WHAT TO PRODUCE | Give back all of the data exactly, with every picture omitted.

RECORD EXCERPTS |
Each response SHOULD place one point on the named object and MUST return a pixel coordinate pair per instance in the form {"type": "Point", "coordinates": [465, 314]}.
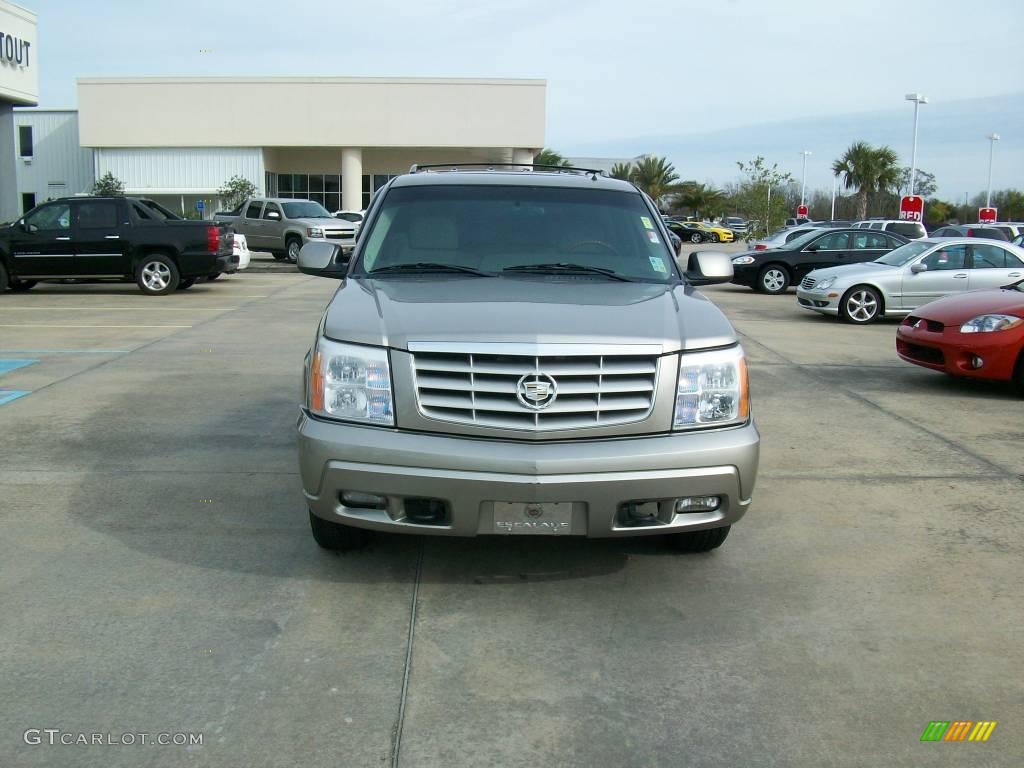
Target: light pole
{"type": "Point", "coordinates": [803, 178]}
{"type": "Point", "coordinates": [918, 101]}
{"type": "Point", "coordinates": [992, 138]}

SOLUTION FOR THIS EXERCISE |
Each response SHOULD place one point on the named object and MUST return a pixel coordinate pair per instance in the form {"type": "Point", "coordinates": [465, 314]}.
Target: light pole
{"type": "Point", "coordinates": [803, 178]}
{"type": "Point", "coordinates": [918, 101]}
{"type": "Point", "coordinates": [992, 138]}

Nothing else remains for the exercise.